▶ Stated goal
In the discussion below about consent in security research on the Linux kernel, transcribe the passage starting with "the way it should" and going on through "kind of experiments/attacks.".

▶ Text excerpt
------------------------
Sarcasm aside, pentesting/redteaming is only ethical if the target consents to it! Please don't try to prove your point the way these researchers have.


Just playing devil advocate here, the surprising factor does play into it. No bad actor will ever give you heads-up.

If the researcher has sent these patches under a different identity, that would be just like how malice contributions appear. The maintainers won't assume malice, waste a bunch of time communicating with the bad actor, and may NOT revert their previous potentially harmful contribution.


> the surprising factor does play into it. No bad actor will ever give you heads-up.

I too thought like this till yesterday. Then someone made me realize thats not how getting consent works in these situations. You take consent from higher up the chain, not the people doing the work. So Greg Kroah-Hartmancould could have been consulted, as he would not be personally reviewing this stuff. This would also give you a chance to understand how the release process works. You also have an advantage over the bad actors because they would be studying the process from outside.


it's not simple like that, if Greg doesn't do the work of review then who gives him the authority to consent on behalf of others?


I see what you are saying. But he is also sort of the director to this whole thing. The research question itself is worthwhile and I don't think if it was done properly this much time would be wasted. All they have to prove is that it will pass few code reviews. That's a few man hours and I really don't think people will be mad about that. This whole fiasco is about the scale of man hours wasted both because they repeatedly made these "attacks" and because this thing slipped into stable code. Both would be avoided in this scheme.

But I would like to put in a disclaimer that before getting to that point they could have done so many other things. Review the publicly available review processes, see how security bugs get introduced by accident and see if that can be easily done by a bad actor, etc.


the way it should work imho is contributors to be asked for consent (up-front, retroactively), that stealthy experiments would happen at some point. Given the vital role of the linux kernel, maybe they'll understand. And if they turn out to be under-resourced to be wasted on such things, then it would highlight the need for funding additional head count, factoring in that kind of experiments/attacks.


> No bad actor will ever give you heads-up.

Yes, and if you do it without a heads-up as well that makes you a bad actor. This university is a disgrace and that's what the problem is and should remain.


C'est la vie. There are many things that it would be interesting to know, but the ethics of it wouldn't play out. It would be interesting to see how well Greg Kroah-Hartman resists under torture, but that does not mean it is acceptable to torture him to see if he would commit malicious patches that way.

To take a more realistic example, we could quickly learn a lot more than today about language acquisition if we could separate a few children from any human contact to study how they learn from controlled stimuli. Still, we don't do this research and look for much more complicated and lossy, but more humane, methods to study the same.


They proved nothing that wasn't already obvious. A malicious actor can get in vulnerabilities the same way a careless programmer can. Quick, call the press!

And as for the solutions, their contribution is nil. No suggestions that haven't been suggested, tried and done or rejected a thousand times over.


Agreed. So many security vulnerabilities have been created not by malicious actors, but by people who just weren't up to task. Buggy software and exhausted maintainers is nothing new.
------------------------
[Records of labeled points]
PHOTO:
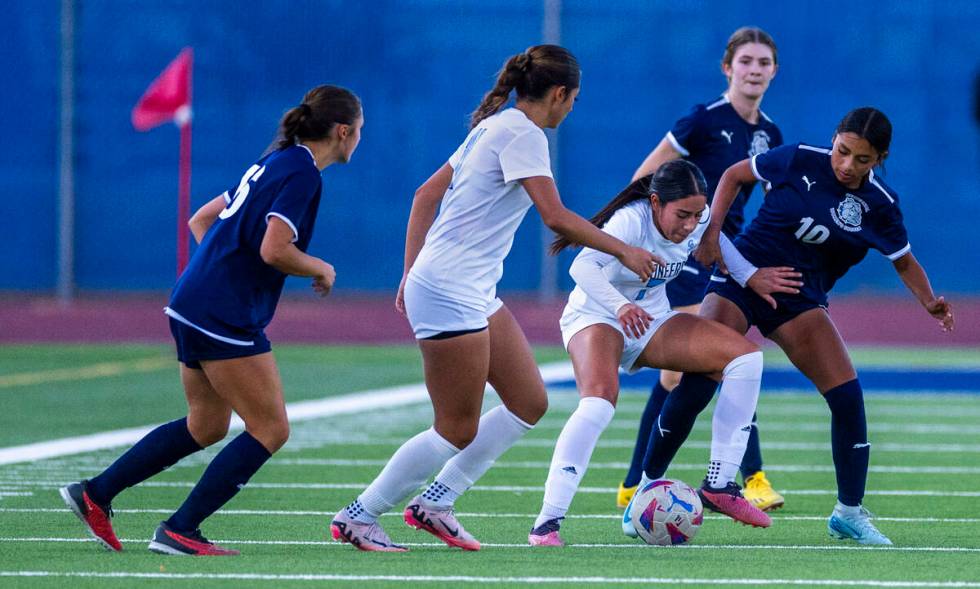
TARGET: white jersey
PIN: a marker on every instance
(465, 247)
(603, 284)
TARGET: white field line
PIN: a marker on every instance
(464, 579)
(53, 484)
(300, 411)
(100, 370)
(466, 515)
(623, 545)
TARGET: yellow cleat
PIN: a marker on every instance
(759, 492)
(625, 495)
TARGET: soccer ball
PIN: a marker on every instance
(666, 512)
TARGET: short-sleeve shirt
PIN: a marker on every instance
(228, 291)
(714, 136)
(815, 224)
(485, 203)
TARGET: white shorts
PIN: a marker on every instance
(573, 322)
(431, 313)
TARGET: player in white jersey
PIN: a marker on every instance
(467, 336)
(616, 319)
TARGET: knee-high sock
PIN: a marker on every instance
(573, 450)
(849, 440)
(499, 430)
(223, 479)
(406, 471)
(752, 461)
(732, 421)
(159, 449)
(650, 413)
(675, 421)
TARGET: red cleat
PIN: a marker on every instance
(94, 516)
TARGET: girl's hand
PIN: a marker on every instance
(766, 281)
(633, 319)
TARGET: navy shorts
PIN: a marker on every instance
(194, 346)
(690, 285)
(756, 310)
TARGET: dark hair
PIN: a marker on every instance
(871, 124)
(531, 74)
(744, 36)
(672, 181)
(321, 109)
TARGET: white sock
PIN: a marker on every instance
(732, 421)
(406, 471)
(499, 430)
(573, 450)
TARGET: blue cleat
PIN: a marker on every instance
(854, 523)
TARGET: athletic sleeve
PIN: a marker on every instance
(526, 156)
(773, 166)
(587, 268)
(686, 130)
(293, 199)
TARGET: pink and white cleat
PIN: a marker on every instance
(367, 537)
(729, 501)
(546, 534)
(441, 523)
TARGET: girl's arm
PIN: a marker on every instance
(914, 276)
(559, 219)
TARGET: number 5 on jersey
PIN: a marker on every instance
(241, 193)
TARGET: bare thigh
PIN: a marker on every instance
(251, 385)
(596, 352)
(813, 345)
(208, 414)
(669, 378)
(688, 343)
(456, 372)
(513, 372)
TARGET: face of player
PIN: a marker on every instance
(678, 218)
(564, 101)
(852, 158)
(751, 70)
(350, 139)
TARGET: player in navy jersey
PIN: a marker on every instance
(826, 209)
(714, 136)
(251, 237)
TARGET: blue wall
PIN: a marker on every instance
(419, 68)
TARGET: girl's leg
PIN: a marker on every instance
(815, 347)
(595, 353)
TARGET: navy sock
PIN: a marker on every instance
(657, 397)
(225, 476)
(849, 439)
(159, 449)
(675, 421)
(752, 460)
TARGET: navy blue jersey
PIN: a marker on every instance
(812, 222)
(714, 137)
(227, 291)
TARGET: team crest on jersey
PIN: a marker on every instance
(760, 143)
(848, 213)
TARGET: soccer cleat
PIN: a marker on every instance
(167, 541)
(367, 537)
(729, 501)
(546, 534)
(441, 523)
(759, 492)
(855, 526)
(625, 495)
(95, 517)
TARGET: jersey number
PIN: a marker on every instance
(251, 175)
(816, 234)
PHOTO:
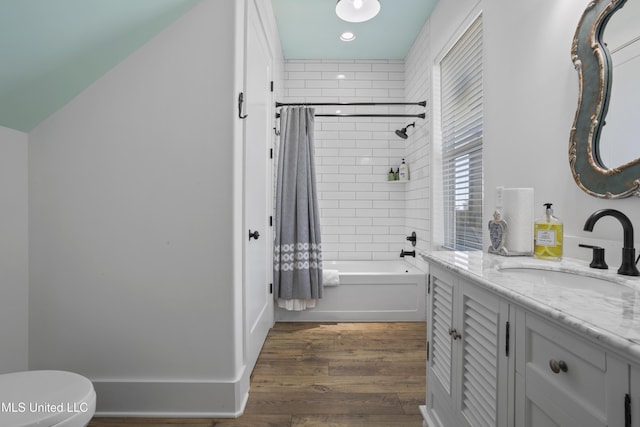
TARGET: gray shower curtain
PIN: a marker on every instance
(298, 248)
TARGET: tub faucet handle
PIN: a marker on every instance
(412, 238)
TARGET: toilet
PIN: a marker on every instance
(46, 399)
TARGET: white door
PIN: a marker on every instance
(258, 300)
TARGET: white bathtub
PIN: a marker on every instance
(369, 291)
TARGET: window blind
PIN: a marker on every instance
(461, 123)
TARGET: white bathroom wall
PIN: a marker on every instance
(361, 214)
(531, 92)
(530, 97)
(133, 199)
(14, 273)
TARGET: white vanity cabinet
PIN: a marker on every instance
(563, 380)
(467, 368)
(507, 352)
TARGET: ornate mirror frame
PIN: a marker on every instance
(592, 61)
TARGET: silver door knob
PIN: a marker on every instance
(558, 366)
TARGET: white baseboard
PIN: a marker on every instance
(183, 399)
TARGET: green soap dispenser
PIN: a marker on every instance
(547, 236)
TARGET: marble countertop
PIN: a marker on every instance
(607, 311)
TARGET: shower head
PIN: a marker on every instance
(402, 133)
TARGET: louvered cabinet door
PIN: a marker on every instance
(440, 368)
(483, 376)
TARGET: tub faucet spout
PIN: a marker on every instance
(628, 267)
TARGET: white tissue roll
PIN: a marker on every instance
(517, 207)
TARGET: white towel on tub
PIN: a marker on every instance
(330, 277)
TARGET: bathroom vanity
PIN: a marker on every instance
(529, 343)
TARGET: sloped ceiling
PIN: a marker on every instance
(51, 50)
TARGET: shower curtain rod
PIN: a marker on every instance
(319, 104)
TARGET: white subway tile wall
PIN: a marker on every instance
------------------------
▶ Result of the task
the way it should work imho is contributors to be asked for consent (up-front, retroactively), that stealthy experiments would happen at some point. Given the vital role of the linux kernel, maybe they'll understand. And if they turn out to be under-resourced to be wasted on such things, then it would highlight the need for funding additional head count, factoring in that kind of experiments/attacks.